Outline labeling records:

((

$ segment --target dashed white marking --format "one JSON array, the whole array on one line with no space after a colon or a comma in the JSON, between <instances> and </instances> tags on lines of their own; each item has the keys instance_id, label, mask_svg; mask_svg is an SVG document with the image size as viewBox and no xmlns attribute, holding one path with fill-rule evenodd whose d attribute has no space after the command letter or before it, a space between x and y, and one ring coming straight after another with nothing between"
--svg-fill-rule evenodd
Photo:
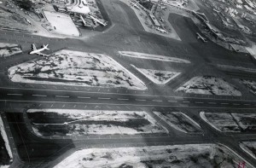
<instances>
[{"instance_id":1,"label":"dashed white marking","mask_svg":"<svg viewBox=\"0 0 256 168\"><path fill-rule=\"evenodd\" d=\"M38 97L46 97L46 95L32 95L32 96L38 96Z\"/></svg>"},{"instance_id":2,"label":"dashed white marking","mask_svg":"<svg viewBox=\"0 0 256 168\"><path fill-rule=\"evenodd\" d=\"M98 99L109 100L109 99L111 99L111 98L109 98L109 97L98 97Z\"/></svg>"},{"instance_id":3,"label":"dashed white marking","mask_svg":"<svg viewBox=\"0 0 256 168\"><path fill-rule=\"evenodd\" d=\"M168 101L168 102L177 102L177 101Z\"/></svg>"},{"instance_id":4,"label":"dashed white marking","mask_svg":"<svg viewBox=\"0 0 256 168\"><path fill-rule=\"evenodd\" d=\"M190 101L183 101L183 103L189 103Z\"/></svg>"},{"instance_id":5,"label":"dashed white marking","mask_svg":"<svg viewBox=\"0 0 256 168\"><path fill-rule=\"evenodd\" d=\"M153 101L156 101L156 102L161 102L161 101L161 101L161 100L152 100Z\"/></svg>"},{"instance_id":6,"label":"dashed white marking","mask_svg":"<svg viewBox=\"0 0 256 168\"><path fill-rule=\"evenodd\" d=\"M146 101L144 99L135 99L136 101Z\"/></svg>"},{"instance_id":7,"label":"dashed white marking","mask_svg":"<svg viewBox=\"0 0 256 168\"><path fill-rule=\"evenodd\" d=\"M79 99L90 99L90 97L82 97L82 96L78 96Z\"/></svg>"},{"instance_id":8,"label":"dashed white marking","mask_svg":"<svg viewBox=\"0 0 256 168\"><path fill-rule=\"evenodd\" d=\"M129 101L129 99L121 99L121 98L118 98L119 101Z\"/></svg>"},{"instance_id":9,"label":"dashed white marking","mask_svg":"<svg viewBox=\"0 0 256 168\"><path fill-rule=\"evenodd\" d=\"M68 98L68 96L55 96L55 97Z\"/></svg>"},{"instance_id":10,"label":"dashed white marking","mask_svg":"<svg viewBox=\"0 0 256 168\"><path fill-rule=\"evenodd\" d=\"M23 96L22 94L19 94L19 93L8 93L8 96Z\"/></svg>"}]
</instances>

))

» Your objective
Transcribe the records above verbatim. Do not carry over any picture.

» Solution to this exercise
$ segment --target dashed white marking --format "one JSON array, the whole array on one line with no space after a colon or a comma in the JSON, between <instances> and </instances> tags on lines of their own; each item has the keys instance_id, label, mask_svg; mask_svg is an SVG document with the image size as viewBox and no xmlns attribute, holding one path with fill-rule evenodd whose d attribute has no space after the command letter or before it, a space between x and y, and one ring coming straight after another with nothing between"
--svg-fill-rule evenodd
Photo:
<instances>
[{"instance_id":1,"label":"dashed white marking","mask_svg":"<svg viewBox=\"0 0 256 168\"><path fill-rule=\"evenodd\" d=\"M38 97L46 97L46 95L32 95L32 96L38 96Z\"/></svg>"},{"instance_id":2,"label":"dashed white marking","mask_svg":"<svg viewBox=\"0 0 256 168\"><path fill-rule=\"evenodd\" d=\"M98 99L109 100L109 99L111 99L111 98L109 98L109 97L98 97Z\"/></svg>"},{"instance_id":3,"label":"dashed white marking","mask_svg":"<svg viewBox=\"0 0 256 168\"><path fill-rule=\"evenodd\" d=\"M168 101L168 102L177 102L177 101Z\"/></svg>"},{"instance_id":4,"label":"dashed white marking","mask_svg":"<svg viewBox=\"0 0 256 168\"><path fill-rule=\"evenodd\" d=\"M190 101L183 101L183 103L189 103Z\"/></svg>"},{"instance_id":5,"label":"dashed white marking","mask_svg":"<svg viewBox=\"0 0 256 168\"><path fill-rule=\"evenodd\" d=\"M153 101L156 101L156 102L161 102L161 101L161 101L161 100L152 100Z\"/></svg>"},{"instance_id":6,"label":"dashed white marking","mask_svg":"<svg viewBox=\"0 0 256 168\"><path fill-rule=\"evenodd\" d=\"M146 101L144 99L135 99L136 101Z\"/></svg>"},{"instance_id":7,"label":"dashed white marking","mask_svg":"<svg viewBox=\"0 0 256 168\"><path fill-rule=\"evenodd\" d=\"M79 99L90 99L90 97L82 97L82 96L78 96Z\"/></svg>"},{"instance_id":8,"label":"dashed white marking","mask_svg":"<svg viewBox=\"0 0 256 168\"><path fill-rule=\"evenodd\" d=\"M129 101L129 99L121 99L121 98L118 98L119 101Z\"/></svg>"},{"instance_id":9,"label":"dashed white marking","mask_svg":"<svg viewBox=\"0 0 256 168\"><path fill-rule=\"evenodd\" d=\"M68 98L68 96L55 96L55 97Z\"/></svg>"},{"instance_id":10,"label":"dashed white marking","mask_svg":"<svg viewBox=\"0 0 256 168\"><path fill-rule=\"evenodd\" d=\"M23 96L22 94L19 94L19 93L8 93L8 96Z\"/></svg>"}]
</instances>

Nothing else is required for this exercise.